• Aufgabenbeschreibung: Schreiben Sie aus dem zitierten Text zu ComRoad den Abschnitt wortgetreu ab, der mit „Da Gerichtsverfahren, in“ beginnt und bis einschließlich „da finanziell mitzuhalten.“ reicht.

• Zitierter Text:
----

Da Gerichtsverfahren, in denen es potenziell um Schadensersatz gehen könnte, von Anwälten gerne mit hohen Streitwerten versehen werden (das Honorar steigt mit der Streitwerthöhe), ist es uns nicht möglich, da finanziell mitzuhalten.

Lesen Sie dazu den Brief, den wir am 19.3. an die Anwaltskanzlei geschrieben haben. Hier ist der Link:

zu 3.2.1.2b.1:
Der Streichung zum Opfer fiel auch ein Artikel von Renate DAUM, der in „BÖRSE ONLINE“ Nr. 20 v. 8.5.2003 veröffentlicht worden war – auch hier tauchte der Name der fraglichen Firma auf, die trotz personeller Über-Kreuz-Beziehungen mit ComRoad laut Anwaltskanzlei „keine Verbindungen“ zur ComRoad hatte.Der Umstand, dass die fragliche Firma ein Jahr später, 2004, immerhin 150.000 Euro an Beratungshonoraren und nochmals ein Jahr später (2005) 125.000 Euro von ComRoad kassiert hatte, fällt für die Anwaltskanzlei ganz offenbar ebenfalls unter den Tatbestand „keine Verbindungen“.

----

• Bereitgestellte Zeilen:

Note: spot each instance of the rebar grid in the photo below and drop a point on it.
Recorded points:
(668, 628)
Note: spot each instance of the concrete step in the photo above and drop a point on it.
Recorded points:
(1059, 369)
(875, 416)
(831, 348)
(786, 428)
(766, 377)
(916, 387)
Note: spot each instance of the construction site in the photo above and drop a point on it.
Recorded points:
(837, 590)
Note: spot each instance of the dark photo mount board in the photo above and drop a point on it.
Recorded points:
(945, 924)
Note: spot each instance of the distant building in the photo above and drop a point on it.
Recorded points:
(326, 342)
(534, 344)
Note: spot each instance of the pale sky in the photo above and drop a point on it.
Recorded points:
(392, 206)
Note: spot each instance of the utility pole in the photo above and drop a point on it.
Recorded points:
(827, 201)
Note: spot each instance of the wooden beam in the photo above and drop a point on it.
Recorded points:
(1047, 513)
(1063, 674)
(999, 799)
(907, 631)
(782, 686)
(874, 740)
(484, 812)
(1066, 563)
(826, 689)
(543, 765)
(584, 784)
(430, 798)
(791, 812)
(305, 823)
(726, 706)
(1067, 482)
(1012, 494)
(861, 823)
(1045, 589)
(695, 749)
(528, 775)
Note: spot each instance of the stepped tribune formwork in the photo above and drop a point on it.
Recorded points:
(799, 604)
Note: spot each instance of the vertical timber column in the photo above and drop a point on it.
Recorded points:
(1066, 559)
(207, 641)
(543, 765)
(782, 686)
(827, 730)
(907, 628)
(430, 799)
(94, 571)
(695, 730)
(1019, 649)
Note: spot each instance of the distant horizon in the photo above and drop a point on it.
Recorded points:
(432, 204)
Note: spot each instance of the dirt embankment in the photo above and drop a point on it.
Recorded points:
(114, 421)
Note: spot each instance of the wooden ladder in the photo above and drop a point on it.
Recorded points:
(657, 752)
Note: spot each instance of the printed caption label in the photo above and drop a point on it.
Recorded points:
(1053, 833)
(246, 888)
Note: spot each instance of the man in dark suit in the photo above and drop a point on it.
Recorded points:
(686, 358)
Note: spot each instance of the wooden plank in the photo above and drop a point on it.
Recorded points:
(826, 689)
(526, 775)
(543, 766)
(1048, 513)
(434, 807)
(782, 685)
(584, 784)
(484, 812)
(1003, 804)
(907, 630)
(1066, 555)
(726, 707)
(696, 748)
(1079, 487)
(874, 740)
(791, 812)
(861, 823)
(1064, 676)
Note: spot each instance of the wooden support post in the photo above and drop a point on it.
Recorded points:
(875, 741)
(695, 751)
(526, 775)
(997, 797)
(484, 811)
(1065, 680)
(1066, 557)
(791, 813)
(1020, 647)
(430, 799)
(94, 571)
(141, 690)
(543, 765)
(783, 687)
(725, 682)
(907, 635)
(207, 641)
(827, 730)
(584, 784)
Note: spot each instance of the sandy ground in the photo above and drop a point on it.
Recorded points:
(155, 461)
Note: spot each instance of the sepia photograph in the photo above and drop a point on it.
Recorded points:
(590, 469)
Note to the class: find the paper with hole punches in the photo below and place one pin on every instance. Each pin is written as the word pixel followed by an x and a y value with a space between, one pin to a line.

----

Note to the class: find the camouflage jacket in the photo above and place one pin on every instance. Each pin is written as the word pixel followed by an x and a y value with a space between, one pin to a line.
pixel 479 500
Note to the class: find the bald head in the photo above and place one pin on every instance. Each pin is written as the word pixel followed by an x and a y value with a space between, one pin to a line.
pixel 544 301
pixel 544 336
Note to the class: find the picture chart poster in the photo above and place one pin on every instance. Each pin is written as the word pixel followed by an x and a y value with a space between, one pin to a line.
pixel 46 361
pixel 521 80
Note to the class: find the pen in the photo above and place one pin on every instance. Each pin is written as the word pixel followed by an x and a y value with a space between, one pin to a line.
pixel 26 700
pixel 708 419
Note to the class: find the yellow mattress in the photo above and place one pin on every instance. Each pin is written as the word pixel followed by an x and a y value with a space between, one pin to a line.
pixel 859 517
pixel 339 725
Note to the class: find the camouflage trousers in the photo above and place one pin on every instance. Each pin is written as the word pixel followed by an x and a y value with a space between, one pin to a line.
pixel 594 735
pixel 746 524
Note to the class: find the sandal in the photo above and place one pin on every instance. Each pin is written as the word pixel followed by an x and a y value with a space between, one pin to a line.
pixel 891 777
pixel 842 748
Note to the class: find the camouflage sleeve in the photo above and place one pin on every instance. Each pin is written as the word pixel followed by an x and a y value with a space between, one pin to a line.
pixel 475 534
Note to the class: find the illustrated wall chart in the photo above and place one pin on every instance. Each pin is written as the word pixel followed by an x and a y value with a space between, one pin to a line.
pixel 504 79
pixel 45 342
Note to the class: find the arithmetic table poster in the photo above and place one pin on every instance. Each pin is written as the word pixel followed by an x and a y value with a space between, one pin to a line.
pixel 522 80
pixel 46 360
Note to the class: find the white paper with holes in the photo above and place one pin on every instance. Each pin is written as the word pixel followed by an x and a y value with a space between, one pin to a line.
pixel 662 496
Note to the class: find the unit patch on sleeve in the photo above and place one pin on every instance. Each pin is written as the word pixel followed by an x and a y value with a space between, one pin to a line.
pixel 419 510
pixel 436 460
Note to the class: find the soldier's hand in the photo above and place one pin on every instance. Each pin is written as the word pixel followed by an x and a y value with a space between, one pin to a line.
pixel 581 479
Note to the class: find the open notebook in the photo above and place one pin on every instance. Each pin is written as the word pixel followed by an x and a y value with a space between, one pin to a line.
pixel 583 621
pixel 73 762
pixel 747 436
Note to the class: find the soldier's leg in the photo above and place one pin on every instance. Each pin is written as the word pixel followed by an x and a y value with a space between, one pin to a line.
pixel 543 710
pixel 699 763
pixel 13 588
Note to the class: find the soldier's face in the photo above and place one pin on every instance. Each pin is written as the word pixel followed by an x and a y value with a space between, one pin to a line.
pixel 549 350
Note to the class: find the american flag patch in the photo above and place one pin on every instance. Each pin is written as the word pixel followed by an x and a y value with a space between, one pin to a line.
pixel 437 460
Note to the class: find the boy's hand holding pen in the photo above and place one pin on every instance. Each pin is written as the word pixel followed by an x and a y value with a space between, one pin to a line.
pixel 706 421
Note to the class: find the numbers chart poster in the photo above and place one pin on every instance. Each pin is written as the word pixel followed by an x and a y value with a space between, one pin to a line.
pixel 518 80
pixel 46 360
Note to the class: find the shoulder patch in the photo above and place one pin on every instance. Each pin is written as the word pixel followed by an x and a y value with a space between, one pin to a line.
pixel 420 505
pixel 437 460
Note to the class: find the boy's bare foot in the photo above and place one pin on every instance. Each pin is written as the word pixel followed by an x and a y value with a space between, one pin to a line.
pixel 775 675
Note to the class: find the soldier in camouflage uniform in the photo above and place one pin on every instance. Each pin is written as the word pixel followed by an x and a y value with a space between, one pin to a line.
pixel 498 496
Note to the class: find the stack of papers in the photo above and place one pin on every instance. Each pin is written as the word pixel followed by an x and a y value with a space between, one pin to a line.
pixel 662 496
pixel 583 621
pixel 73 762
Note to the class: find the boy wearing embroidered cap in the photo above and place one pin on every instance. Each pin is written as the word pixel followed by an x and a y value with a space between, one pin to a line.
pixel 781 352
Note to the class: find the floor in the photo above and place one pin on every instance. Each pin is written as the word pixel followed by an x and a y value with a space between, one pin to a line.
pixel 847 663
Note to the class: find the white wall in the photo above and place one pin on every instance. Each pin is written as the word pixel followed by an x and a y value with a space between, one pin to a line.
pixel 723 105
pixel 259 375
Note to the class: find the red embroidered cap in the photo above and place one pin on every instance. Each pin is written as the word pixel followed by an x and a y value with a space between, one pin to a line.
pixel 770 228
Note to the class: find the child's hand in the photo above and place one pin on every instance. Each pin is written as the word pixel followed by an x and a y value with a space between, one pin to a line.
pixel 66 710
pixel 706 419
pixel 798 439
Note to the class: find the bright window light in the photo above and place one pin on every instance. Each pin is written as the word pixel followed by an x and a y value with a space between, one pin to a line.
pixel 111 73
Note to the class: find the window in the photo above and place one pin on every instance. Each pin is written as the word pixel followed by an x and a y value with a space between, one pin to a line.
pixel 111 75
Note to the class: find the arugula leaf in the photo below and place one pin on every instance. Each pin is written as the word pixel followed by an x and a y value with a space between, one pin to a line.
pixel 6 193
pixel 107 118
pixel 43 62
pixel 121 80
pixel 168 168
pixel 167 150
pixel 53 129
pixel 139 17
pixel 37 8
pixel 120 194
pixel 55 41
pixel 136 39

----

• Gelöste Aufgabe:
Da Gerichtsverfahren, in denen es potenziell um Schadensersatz gehen könnte, von Anwälten gerne mit hohen Streitwerten versehen werden (das Honorar steigt mit der Streitwerthöhe), ist es uns nicht möglich, da finanziell mitzuhalten.